Reading text →
## START

Given the center point, calculate the range to crop.

Parameters:
  • center_point (int) – XYZ coordinate for center point.

  • size (int) – Crop size.

  • max_size (int) – Axis maximum size is used to calculate the offset.

Returns:

Min and max int values refer to the position on the axis.

Return type:

Tuple[int, int]

tardis_em.dist_pytorch.datasets.augmentation.upsample_pc(org_coord: ndarray, sampled_coord: ndarray)

upsample_pc _summary_

Parameters:
  • org_coord (np.ndarray) – _description_

  • sampled_coord (np.ndarray) – _description_

Patch dataset

class tardis_em.dist_pytorch.datasets.patches.PatchDataSet(max_number_of_points=500, overlap=0.15, drop_rate=None, graph=True, tensor=True)

BUILD PATCHED DATASET

Main change in v0.1.0RC3
  • Build moved to 3D patches

Class for computing optimal patch size for a maximum number of points per patch. The optimal size of the patch is determined by max number of points. It works by first calculating boundary box which is used to build 3D voxels. Voxel size is initiate and reduced to optimize voxel sizes fo point cloud can be cut fo patches with specified ‘max_number_of_points’. In the end, patches with a smaller number of points are marge with their neighbor in a way that will respect ‘max_number_of_points’ policy.

Output is given as a list of arrays as torch.Tensor or np.ndarray.

Parameters:
  • max_number_of_points (int) – Maximum allowed a number of points per patch.

  • overlap (float) – Percentage of overlapping voxel size

  • drop_rate (float) – Optimizer step size for reducing the size of patches.

  • graph (bool) – If True output computed graph for each patch of point cloud.

  • tensor (bool) – If True output all datasets as torch.Tensor.

boundary_box(coord, offset=None) ndarray

Utile class function to compute boundary box in 2D or 3D

Returns:

Boundary box dimensions

Return type:

np.ndarray

static center_patch(bbox, voxel_size=1) ndarray

Creates a regular grid within a bounding box.

Parameters:
  • bbox – list or tuple of 6 floats representing the bounding box as (xmin, ymin, zmin, xmax, ymax, zmax)

  • voxel_size – float representing the size of each voxel

Returns:

Of shape (N, 3) representing the center coordinates of each voxel

Return type:

np.ndarray

points_in_patch(coord: ndarray, patch_center: ndarray) bool

Utile class function for filtering point cloud and output only point in patch.

Parameters:
  • coord (np.ndarray) – 3D coordinate array.

  • patch_center (np.ndarray) – Array (1, 3) for the given patch center.

Returns:

Array of all points that are enclosed in the given patch.

Return type:

tuple(bool)

optimal_patches(coord: ndarray, random=False) List[bool]

Main class function to compute optimal patch size.

The function takes init stored variable and iteratively searches for voxel size small enough that allow for all patches to have an equal or less max number of points.

Parameters:
  • coord (np.ndarray) – List of coordinates for voxelize

  • random

static normalize_idx(coord_with_idx: ndarray) ndarray

Utile class function to replace ids with ordered output ID values for each point in patches. In other words, it produces a standardized ID for each point, so it can be identified with the source.

Parameters:

coord_with_idx (np.ndarray) – Coordinate id value i.

Returns:

An array all points in a patch with corrected ID value.

Return type:

np.ndarray

output_format(data: ndarray) ndarray | Tensor

Utile class function to output an array in the correct format (numpy or tensor)

Parameters:

data (np.ndarray) – Input data for format change.

Returns:

Array in file format specified by self.torch_output.

Return type:

np.ndarray

patched_dataset(coord: ndarray, label_cls=None, rgb=None, mesh=6, random=False, voxel_size=None) Tuple[List, List, List, List, List] | Tuple[List, List, List, List]

## END

Supplied material →
## START

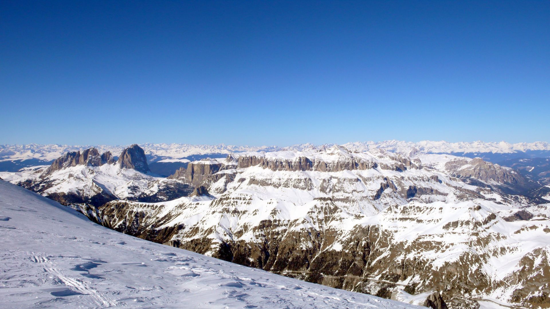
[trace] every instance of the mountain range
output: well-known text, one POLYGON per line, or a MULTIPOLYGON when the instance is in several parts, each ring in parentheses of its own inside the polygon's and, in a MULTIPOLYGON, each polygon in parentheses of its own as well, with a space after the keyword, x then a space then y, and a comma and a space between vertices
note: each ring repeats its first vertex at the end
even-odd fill
POLYGON ((2 162, 43 161, 0 177, 116 231, 310 282, 439 309, 548 308, 549 151, 396 141, 6 146, 2 162), (168 177, 153 167, 169 163, 168 177))

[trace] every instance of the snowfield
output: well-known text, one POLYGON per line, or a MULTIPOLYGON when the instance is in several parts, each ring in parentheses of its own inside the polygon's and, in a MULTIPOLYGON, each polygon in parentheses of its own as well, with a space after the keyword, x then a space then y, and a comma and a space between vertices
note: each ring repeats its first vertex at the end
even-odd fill
POLYGON ((419 308, 110 230, 0 180, 0 307, 419 308))

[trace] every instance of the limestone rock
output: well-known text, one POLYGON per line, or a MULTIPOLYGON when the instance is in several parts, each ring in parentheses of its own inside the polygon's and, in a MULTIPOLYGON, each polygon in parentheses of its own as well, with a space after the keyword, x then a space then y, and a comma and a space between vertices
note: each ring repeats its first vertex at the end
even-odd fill
POLYGON ((118 165, 121 168, 135 169, 143 173, 150 172, 145 152, 138 144, 134 144, 122 151, 118 158, 118 165))

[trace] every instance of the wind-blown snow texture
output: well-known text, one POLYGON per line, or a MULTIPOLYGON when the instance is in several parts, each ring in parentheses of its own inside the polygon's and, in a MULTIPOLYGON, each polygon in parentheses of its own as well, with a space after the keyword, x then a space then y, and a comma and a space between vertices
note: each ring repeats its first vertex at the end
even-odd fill
POLYGON ((418 308, 163 246, 0 180, 0 307, 418 308))

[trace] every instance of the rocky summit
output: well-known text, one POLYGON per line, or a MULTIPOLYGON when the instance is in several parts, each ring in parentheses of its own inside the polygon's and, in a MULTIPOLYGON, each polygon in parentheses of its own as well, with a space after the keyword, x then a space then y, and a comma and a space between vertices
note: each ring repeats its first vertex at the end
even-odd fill
POLYGON ((168 178, 137 145, 117 161, 89 148, 0 176, 117 231, 331 287, 438 309, 550 307, 547 185, 390 145, 228 151, 168 178))

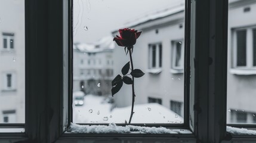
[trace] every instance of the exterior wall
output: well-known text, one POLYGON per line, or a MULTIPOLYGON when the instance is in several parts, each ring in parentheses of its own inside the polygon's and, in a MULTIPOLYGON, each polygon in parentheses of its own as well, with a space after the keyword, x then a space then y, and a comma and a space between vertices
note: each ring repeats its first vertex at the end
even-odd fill
MULTIPOLYGON (((177 18, 171 24, 162 26, 150 26, 143 29, 132 27, 143 31, 134 45, 132 58, 134 69, 140 69, 146 74, 139 79, 135 78, 135 104, 148 102, 148 97, 162 99, 162 105, 170 108, 170 101, 174 100, 183 102, 183 74, 174 74, 170 72, 171 63, 171 41, 183 39, 184 38, 183 13, 175 15, 177 18), (158 33, 156 33, 158 30, 158 33), (149 70, 149 44, 162 43, 162 72, 152 74, 149 70)), ((121 74, 121 70, 125 63, 129 61, 129 56, 125 56, 124 48, 116 45, 114 52, 115 74, 121 74)), ((121 91, 115 95, 117 107, 121 107, 131 104, 131 86, 123 85, 121 91)), ((183 111, 183 110, 181 110, 183 111)), ((183 112, 183 111, 182 111, 183 112)))
POLYGON ((113 73, 111 73, 113 64, 112 52, 113 50, 110 49, 98 52, 74 49, 73 91, 83 91, 87 94, 110 95, 111 81, 113 78, 113 73), (84 82, 83 87, 81 85, 82 81, 84 82))
MULTIPOLYGON (((245 2, 242 1, 242 2, 245 2)), ((232 58, 234 58, 234 45, 232 43, 232 29, 256 26, 256 1, 252 4, 243 4, 235 7, 230 7, 229 14, 228 33, 228 70, 227 70, 227 110, 238 110, 247 113, 256 113, 255 104, 256 95, 256 73, 251 75, 245 74, 237 74, 232 73, 232 70, 236 70, 233 66, 232 58), (244 13, 243 8, 250 7, 249 12, 244 13)), ((248 69, 252 71, 253 69, 248 69)), ((246 72, 244 71, 244 72, 246 72)), ((227 122, 230 123, 231 113, 228 112, 227 122)), ((255 114, 256 115, 256 114, 255 114)), ((252 114, 248 114, 251 119, 252 114)), ((251 120, 248 121, 252 123, 251 120)))
POLYGON ((24 123, 24 1, 0 1, 0 123, 3 111, 15 110, 12 123, 24 123), (3 32, 14 34, 14 49, 5 50, 3 32), (11 73, 14 88, 6 90, 6 76, 11 73))

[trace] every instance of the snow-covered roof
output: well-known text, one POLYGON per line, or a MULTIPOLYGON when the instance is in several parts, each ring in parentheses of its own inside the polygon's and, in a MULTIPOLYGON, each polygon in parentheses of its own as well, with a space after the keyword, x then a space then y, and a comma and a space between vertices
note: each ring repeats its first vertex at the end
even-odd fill
POLYGON ((171 15, 172 14, 183 11, 184 11, 184 2, 179 3, 178 5, 174 5, 171 8, 165 8, 157 11, 153 13, 149 14, 142 17, 137 18, 131 22, 128 22, 125 24, 125 27, 131 27, 154 20, 164 18, 171 15))
POLYGON ((109 36, 102 38, 97 42, 93 43, 74 43, 73 48, 79 50, 81 52, 97 52, 115 48, 115 43, 113 37, 109 36))

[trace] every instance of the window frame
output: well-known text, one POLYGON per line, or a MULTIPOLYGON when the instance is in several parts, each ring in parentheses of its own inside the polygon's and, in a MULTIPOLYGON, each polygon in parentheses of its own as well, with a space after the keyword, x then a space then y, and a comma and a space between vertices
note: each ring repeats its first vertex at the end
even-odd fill
MULTIPOLYGON (((190 122, 187 125, 193 135, 88 134, 85 136, 65 133, 72 118, 72 103, 69 102, 72 100, 72 0, 25 0, 26 130, 0 133, 1 141, 255 141, 252 136, 230 140, 226 132, 227 0, 186 1, 185 10, 188 13, 185 19, 191 22, 185 24, 186 32, 189 32, 185 35, 185 47, 190 45, 191 49, 185 51, 187 56, 184 59, 184 92, 190 93, 190 97, 186 97, 184 104, 187 104, 186 101, 190 103, 186 107, 190 115, 187 117, 190 122)), ((5 126, 10 128, 12 125, 5 126)))

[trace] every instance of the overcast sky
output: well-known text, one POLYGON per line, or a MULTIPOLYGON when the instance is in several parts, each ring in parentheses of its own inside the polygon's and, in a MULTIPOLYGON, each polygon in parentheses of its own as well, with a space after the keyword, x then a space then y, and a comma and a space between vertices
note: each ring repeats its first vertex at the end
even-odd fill
POLYGON ((74 0, 74 42, 94 42, 127 22, 181 1, 74 0))

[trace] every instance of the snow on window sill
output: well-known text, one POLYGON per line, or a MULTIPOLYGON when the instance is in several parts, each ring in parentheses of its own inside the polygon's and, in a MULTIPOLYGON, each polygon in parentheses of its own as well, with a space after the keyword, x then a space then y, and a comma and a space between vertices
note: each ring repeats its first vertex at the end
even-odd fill
POLYGON ((183 73, 183 69, 170 69, 170 73, 173 74, 183 73))
POLYGON ((248 130, 244 128, 237 128, 227 126, 227 132, 234 135, 256 135, 256 130, 248 130))
POLYGON ((168 129, 164 127, 145 127, 133 125, 121 126, 117 126, 115 123, 110 123, 108 126, 106 126, 80 125, 72 123, 68 132, 76 133, 192 133, 190 130, 186 129, 168 129))
POLYGON ((231 74, 237 75, 256 74, 255 69, 232 69, 229 70, 231 74))
POLYGON ((147 69, 146 72, 149 73, 158 74, 161 72, 162 72, 162 69, 147 69))
POLYGON ((24 128, 0 128, 0 133, 24 133, 24 128))

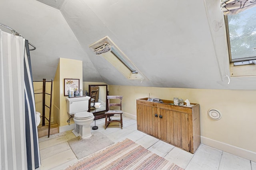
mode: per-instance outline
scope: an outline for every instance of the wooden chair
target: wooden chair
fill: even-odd
[[[122,115],[123,113],[123,112],[122,111],[122,100],[123,98],[122,96],[107,96],[107,99],[108,99],[108,111],[106,112],[105,113],[106,115],[106,119],[105,121],[105,126],[106,128],[111,122],[120,122],[121,123],[121,127],[122,128],[123,127],[123,119],[122,118]],[[110,99],[119,99],[120,103],[110,103]],[[113,106],[119,106],[120,107],[120,110],[111,110],[111,107]],[[114,115],[115,114],[120,114],[120,120],[112,120],[110,118],[110,116]]]
[[[94,112],[96,111],[96,108],[95,108],[95,98],[96,98],[98,91],[98,90],[97,89],[96,90],[92,90],[91,92],[91,102],[90,102],[90,106],[91,107],[92,107],[94,109]]]

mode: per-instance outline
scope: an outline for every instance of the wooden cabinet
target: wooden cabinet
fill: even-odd
[[[199,105],[188,107],[147,99],[136,100],[138,130],[194,153],[200,143]]]

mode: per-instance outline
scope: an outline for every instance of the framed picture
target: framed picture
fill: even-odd
[[[68,90],[69,88],[74,91],[79,90],[79,79],[64,78],[64,96],[68,96]]]

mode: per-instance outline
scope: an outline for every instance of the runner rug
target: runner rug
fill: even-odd
[[[183,168],[129,139],[70,166],[70,170],[172,170]]]

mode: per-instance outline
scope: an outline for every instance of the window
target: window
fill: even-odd
[[[230,62],[256,64],[256,7],[225,17]]]
[[[146,79],[145,76],[108,36],[90,45],[97,55],[102,56],[128,79]]]

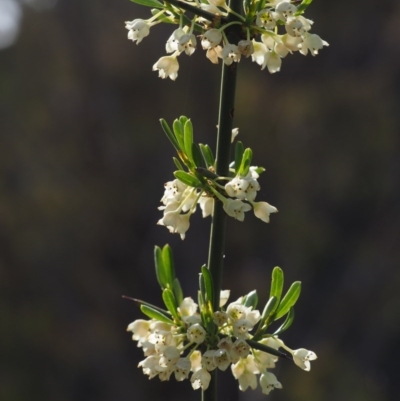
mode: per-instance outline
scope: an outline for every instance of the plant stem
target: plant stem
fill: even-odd
[[[240,0],[230,0],[229,7],[232,9],[232,11],[240,13]],[[233,14],[229,14],[228,23],[235,20],[237,20],[237,17],[235,17]],[[230,43],[238,43],[240,40],[240,32],[241,28],[238,25],[231,25],[225,31]],[[232,63],[230,66],[224,64],[222,67],[216,146],[216,173],[224,177],[226,177],[229,172],[229,158],[235,109],[237,67],[237,63]],[[219,309],[219,297],[225,253],[225,227],[226,213],[223,209],[222,202],[219,202],[216,199],[214,202],[208,252],[208,268],[210,270],[214,286],[214,311]],[[217,390],[217,369],[215,369],[211,372],[211,382],[208,389],[206,391],[202,391],[202,401],[217,401]]]

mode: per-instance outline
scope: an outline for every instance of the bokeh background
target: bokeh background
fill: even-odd
[[[148,15],[128,0],[0,0],[2,401],[200,397],[148,381],[125,332],[141,315],[121,295],[161,304],[154,245],[173,246],[196,296],[210,224],[193,217],[185,241],[156,225],[174,169],[158,119],[185,114],[214,144],[220,68],[199,48],[176,82],[157,78],[174,27],[139,46],[124,29]],[[283,338],[319,358],[310,373],[280,362],[270,400],[397,400],[400,5],[316,1],[307,16],[330,43],[318,57],[275,75],[239,65],[235,125],[279,214],[229,220],[224,287],[265,302],[275,265],[303,282]],[[221,401],[265,399],[220,376]]]

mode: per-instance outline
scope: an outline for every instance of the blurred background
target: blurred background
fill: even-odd
[[[311,372],[281,361],[275,401],[398,399],[400,353],[400,5],[315,1],[306,13],[330,43],[270,75],[239,65],[235,126],[264,166],[265,225],[229,219],[231,300],[271,270],[303,282],[283,335],[315,351]],[[214,145],[220,66],[198,48],[176,82],[152,65],[174,26],[136,46],[128,0],[0,0],[0,399],[196,400],[189,381],[148,381],[122,295],[161,305],[154,245],[172,245],[196,297],[210,219],[185,241],[156,225],[174,152],[158,119],[181,114]],[[221,374],[221,401],[259,401]],[[197,398],[196,398],[197,397]]]

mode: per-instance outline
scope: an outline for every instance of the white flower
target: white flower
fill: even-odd
[[[182,380],[185,380],[189,377],[190,373],[190,360],[187,358],[180,358],[179,361],[176,363],[175,366],[175,379],[180,382]]]
[[[251,55],[252,61],[255,61],[258,65],[263,65],[265,60],[265,55],[268,52],[267,46],[264,43],[256,42],[253,39],[254,53]]]
[[[239,53],[245,57],[249,57],[254,53],[254,46],[251,40],[241,40],[237,47]]]
[[[232,136],[231,136],[231,143],[233,143],[233,141],[235,140],[235,138],[238,136],[239,134],[239,128],[234,128],[232,130]]]
[[[324,46],[329,46],[329,43],[314,33],[306,32],[303,36],[303,43],[300,45],[300,53],[306,56],[310,50],[310,53],[315,56],[318,54],[318,50],[321,50]]]
[[[164,217],[158,220],[157,224],[166,226],[170,233],[180,234],[182,239],[185,239],[186,231],[190,226],[191,213],[180,214],[173,211],[165,213]]]
[[[229,352],[226,349],[218,349],[214,352],[214,360],[217,367],[221,370],[228,369],[231,364],[231,358]]]
[[[225,7],[226,2],[225,0],[207,0],[212,6],[215,7]]]
[[[191,56],[196,50],[196,44],[196,37],[193,34],[185,34],[179,39],[178,50]]]
[[[285,21],[287,18],[294,15],[294,13],[296,11],[297,11],[297,7],[295,5],[289,3],[288,0],[284,0],[284,1],[280,2],[275,7],[276,15],[282,21]]]
[[[179,181],[178,179],[175,179],[173,181],[166,182],[164,184],[164,187],[165,191],[163,197],[161,198],[161,202],[166,205],[172,200],[179,201],[184,190],[187,188],[187,185]]]
[[[268,395],[274,388],[282,388],[276,376],[271,372],[264,372],[260,377],[260,386],[263,394]]]
[[[229,299],[229,295],[231,294],[231,290],[221,290],[219,295],[219,307],[221,308],[226,304]]]
[[[179,40],[185,34],[186,32],[182,28],[175,29],[175,31],[172,32],[165,44],[165,50],[167,53],[173,53],[178,50]]]
[[[255,216],[265,223],[269,223],[269,215],[271,213],[278,212],[278,209],[275,206],[272,206],[267,202],[252,202],[251,204],[253,205]]]
[[[200,209],[202,211],[202,216],[207,217],[212,215],[214,209],[214,198],[211,198],[203,193],[199,199]]]
[[[207,49],[206,57],[213,63],[218,64],[218,59],[221,58],[222,47],[215,46]]]
[[[209,29],[201,39],[201,45],[204,50],[218,46],[222,40],[222,33],[218,29]]]
[[[161,57],[157,63],[153,65],[153,71],[158,70],[158,76],[162,79],[171,78],[173,81],[178,77],[179,63],[177,56]]]
[[[129,30],[128,39],[136,41],[137,45],[150,33],[150,25],[142,19],[126,21],[125,28]]]
[[[131,331],[133,333],[132,340],[134,341],[145,341],[149,336],[150,321],[138,319],[132,322],[126,331]]]
[[[210,380],[211,375],[205,369],[196,370],[196,372],[194,372],[190,378],[193,389],[197,390],[201,387],[203,391],[208,389]]]
[[[264,9],[257,13],[256,25],[268,30],[273,30],[276,27],[276,21],[270,10]]]
[[[228,43],[221,53],[221,58],[224,60],[226,65],[231,65],[233,62],[239,62],[241,53],[236,45]]]
[[[192,298],[184,298],[178,307],[178,311],[182,317],[192,316],[197,312],[197,304]]]
[[[278,56],[276,52],[268,52],[265,55],[264,64],[262,65],[261,69],[263,70],[265,67],[268,68],[268,71],[271,74],[278,72],[281,70],[282,60]]]
[[[223,208],[228,216],[234,217],[239,221],[243,221],[244,213],[251,210],[251,206],[248,203],[244,203],[239,199],[226,199]]]
[[[293,351],[292,355],[294,363],[307,372],[311,369],[310,361],[317,359],[317,355],[313,351],[304,348]]]
[[[198,323],[193,324],[187,330],[188,340],[196,344],[201,344],[205,340],[206,334],[204,328]]]
[[[212,370],[214,370],[217,367],[215,360],[214,360],[214,354],[215,354],[215,350],[209,350],[209,351],[204,352],[204,354],[201,358],[201,366],[204,369],[207,369],[209,372],[211,372]]]
[[[245,359],[240,359],[237,363],[232,364],[231,369],[235,379],[239,380],[241,391],[246,391],[248,387],[253,390],[257,387],[256,374],[260,371],[254,362],[253,355],[248,355]]]

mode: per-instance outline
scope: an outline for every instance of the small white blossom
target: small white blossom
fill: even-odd
[[[190,342],[201,344],[206,338],[206,331],[200,324],[194,324],[187,330],[187,338]]]
[[[201,39],[201,46],[204,50],[218,46],[222,40],[222,33],[218,29],[209,29]]]
[[[125,28],[129,31],[128,39],[132,40],[133,42],[136,41],[137,45],[150,33],[150,24],[142,19],[126,21]]]
[[[263,394],[268,395],[274,388],[282,388],[276,376],[271,372],[264,372],[260,377],[260,386]]]
[[[294,363],[307,372],[311,369],[310,361],[314,361],[315,359],[317,359],[317,355],[313,351],[304,348],[293,351]]]
[[[158,76],[162,79],[171,78],[173,81],[178,77],[179,63],[177,56],[161,57],[154,65],[153,71],[158,70]]]
[[[207,372],[206,369],[196,370],[196,372],[194,372],[192,374],[192,377],[190,378],[193,389],[197,390],[201,387],[203,391],[208,389],[210,380],[211,380],[211,375],[210,373]]]
[[[303,43],[300,45],[300,53],[306,56],[310,50],[311,55],[315,56],[318,54],[318,50],[324,46],[329,46],[329,43],[322,40],[318,35],[306,32],[303,36]]]
[[[278,209],[267,202],[252,202],[254,214],[265,223],[269,223],[269,215],[277,213]]]

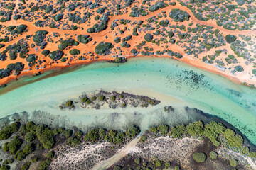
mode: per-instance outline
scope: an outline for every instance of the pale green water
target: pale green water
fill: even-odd
[[[161,103],[148,108],[114,110],[121,114],[113,114],[111,109],[60,111],[58,108],[66,99],[100,89],[155,97]],[[123,64],[92,64],[16,89],[0,96],[0,117],[41,110],[84,125],[137,121],[146,128],[158,121],[193,120],[181,110],[181,115],[160,110],[168,104],[188,106],[224,119],[256,144],[255,97],[255,89],[171,59],[135,58]],[[118,118],[113,120],[110,117]]]

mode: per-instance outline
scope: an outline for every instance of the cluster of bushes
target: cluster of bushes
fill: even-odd
[[[100,23],[96,23],[93,26],[93,27],[87,29],[87,33],[98,33],[102,30],[104,30],[107,27],[107,22],[109,21],[109,13],[105,12],[103,13],[102,16],[100,18]]]
[[[122,39],[122,42],[125,42],[125,41],[129,41],[129,40],[132,39],[132,35],[128,35],[124,38]]]
[[[87,44],[90,41],[92,40],[92,38],[87,35],[79,35],[77,36],[78,41],[83,44]]]
[[[57,61],[60,60],[63,56],[64,52],[60,50],[57,50],[56,51],[53,51],[50,52],[49,57],[53,60]]]
[[[0,60],[5,61],[7,58],[7,55],[5,53],[0,52]]]
[[[169,56],[174,56],[176,58],[182,58],[182,55],[178,52],[174,52],[172,50],[168,50],[167,55]]]
[[[22,34],[23,33],[27,31],[27,26],[22,24],[20,26],[10,26],[7,27],[7,30],[11,32],[11,35],[15,34]]]
[[[77,49],[73,49],[69,52],[72,55],[78,55],[80,53],[80,50],[78,50]]]
[[[74,39],[68,38],[68,40],[60,40],[60,44],[58,46],[58,48],[63,50],[68,46],[78,45],[78,42],[75,41]]]
[[[150,33],[146,33],[145,35],[144,35],[144,39],[146,42],[151,42],[152,40],[154,38],[154,36],[153,35],[150,34]]]
[[[157,1],[154,5],[151,6],[149,8],[150,12],[154,12],[159,8],[164,8],[168,6],[167,4],[164,3],[163,1]]]
[[[55,16],[53,16],[53,19],[56,21],[59,21],[63,18],[63,13],[58,13]]]
[[[13,71],[14,71],[14,75],[19,75],[23,69],[24,64],[22,62],[11,63],[7,66],[6,69],[0,69],[0,79],[9,76]]]
[[[228,43],[231,44],[235,42],[237,39],[237,37],[235,35],[227,35],[225,36],[225,40]]]
[[[42,55],[43,55],[45,57],[48,56],[50,54],[49,50],[44,50],[41,52]]]
[[[168,26],[168,24],[169,23],[169,20],[162,20],[159,22],[159,25],[161,26],[162,27],[166,27]]]
[[[77,11],[75,11],[74,13],[68,13],[68,20],[72,21],[73,23],[84,23],[88,20],[88,16],[85,15],[82,18],[80,16],[80,14],[78,13]]]
[[[142,8],[136,8],[136,7],[133,7],[132,8],[132,11],[129,14],[129,16],[131,16],[131,17],[139,17],[139,16],[146,16],[148,14],[148,13],[146,12]]]
[[[36,42],[37,46],[46,47],[47,42],[45,42],[45,38],[48,33],[47,30],[38,30],[36,34],[33,36],[33,40]]]
[[[161,131],[159,130],[161,127]],[[162,132],[163,129],[165,130],[164,133]],[[160,132],[161,135],[167,135],[168,129],[169,127],[166,125],[153,126],[150,128],[149,132],[154,134]],[[172,127],[169,134],[174,138],[181,138],[184,135],[192,137],[204,136],[208,137],[215,146],[219,146],[220,144],[220,141],[221,141],[226,147],[236,149],[242,149],[243,140],[242,136],[235,134],[233,130],[225,128],[223,124],[213,121],[206,125],[203,125],[201,121],[197,121],[186,126],[181,125]],[[219,137],[220,136],[222,137]]]
[[[188,13],[180,9],[172,9],[169,13],[169,16],[176,22],[183,22],[185,21],[188,21],[190,17]]]
[[[97,55],[107,55],[110,49],[113,48],[114,45],[110,42],[100,42],[95,47],[95,53]]]
[[[20,126],[20,123],[15,122],[11,123],[10,125],[4,127],[4,128],[0,131],[0,140],[3,140],[9,138],[13,133],[18,132]]]
[[[129,162],[129,169],[174,169],[179,170],[180,167],[178,165],[171,165],[171,163],[169,161],[162,161],[154,157],[154,158],[146,159],[142,157],[128,158],[129,159],[125,160],[126,162]],[[122,170],[126,169],[126,167],[123,167],[124,164],[114,165],[112,169],[113,170]],[[171,168],[171,166],[173,166]]]
[[[121,38],[120,37],[116,37],[114,39],[114,42],[115,43],[119,43],[121,42]]]

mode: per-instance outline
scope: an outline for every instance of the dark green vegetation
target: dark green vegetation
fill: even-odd
[[[63,56],[64,52],[60,50],[57,50],[57,51],[53,51],[50,52],[49,57],[53,60],[58,60],[62,58]]]
[[[10,26],[7,27],[7,30],[10,32],[11,35],[22,34],[23,33],[28,31],[27,26],[24,24],[18,26]]]
[[[169,13],[169,16],[176,22],[183,22],[184,21],[188,21],[190,17],[188,13],[180,9],[172,9]]]
[[[80,53],[80,52],[77,49],[73,49],[69,52],[69,53],[72,55],[78,55]]]
[[[227,35],[225,36],[225,40],[228,43],[231,44],[232,42],[235,42],[237,39],[237,37],[234,35]]]
[[[163,133],[163,132],[166,132]],[[181,125],[171,128],[167,125],[153,126],[149,128],[149,132],[155,135],[159,132],[162,135],[169,135],[172,137],[179,139],[184,136],[203,137],[209,139],[216,147],[221,144],[225,147],[240,152],[248,149],[243,145],[243,139],[241,135],[235,134],[233,130],[216,122],[210,122],[204,125],[202,122],[197,121],[187,125]],[[246,152],[246,154],[252,157],[256,157],[256,152]]]
[[[0,140],[9,141],[1,146],[9,158],[3,161],[6,163],[1,169],[5,166],[9,169],[8,164],[13,162],[19,162],[15,169],[28,169],[31,164],[38,161],[41,164],[36,169],[48,169],[51,159],[55,158],[55,152],[52,149],[59,144],[76,146],[82,142],[95,144],[103,142],[119,144],[131,140],[139,132],[138,127],[131,126],[126,132],[95,128],[85,133],[78,130],[36,125],[31,121],[26,124],[14,122],[4,126],[0,131]]]
[[[110,42],[100,42],[95,47],[95,53],[97,55],[107,55],[110,50],[113,48],[114,45]]]
[[[92,38],[87,35],[79,35],[77,37],[78,41],[83,44],[87,44],[90,41],[92,40]]]
[[[74,39],[68,38],[67,40],[62,40],[60,39],[60,44],[58,46],[58,48],[60,50],[63,50],[68,46],[73,46],[73,45],[78,45],[78,42],[75,41]]]
[[[150,33],[147,33],[144,36],[144,39],[146,42],[151,42],[154,38],[154,36]]]
[[[157,1],[154,5],[152,5],[149,8],[149,11],[150,12],[154,12],[159,8],[164,8],[167,6],[167,4],[165,4],[163,1]]]
[[[116,57],[114,61],[110,61],[114,63],[122,63],[126,62],[125,57]],[[117,93],[114,91],[108,92],[100,90],[89,94],[82,94],[79,97],[79,100],[68,100],[65,103],[59,106],[60,109],[75,108],[75,107],[82,107],[86,108],[100,109],[101,106],[107,104],[110,108],[132,107],[149,107],[149,106],[156,106],[160,103],[160,101],[152,99],[149,97],[134,95],[129,93]]]
[[[19,75],[21,71],[24,69],[24,64],[22,62],[16,62],[9,64],[6,69],[0,69],[0,79],[9,76],[13,72],[14,75]]]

## END

Exercise prompt → Decide whether each statement agrees with the patch dataset documentation, answering yes or no and quoting the deciding words from it. 1. PatchDataSet sets overlap to 0.15 by default. 2. center_patch expects a bounding box given as four floats. 3. Setting tensor to True makes all datasets come out as torch.Tensor. The material plays no part in what is asked here.

Response →
1. Yes: "overlap=0.15"
2. No: "list or tuple of 6 floats representing the bounding box as (xmin, ymin, zmin, xmax, ymax, zmax)"
3. Yes: "If True output all datasets as torch.Tensor."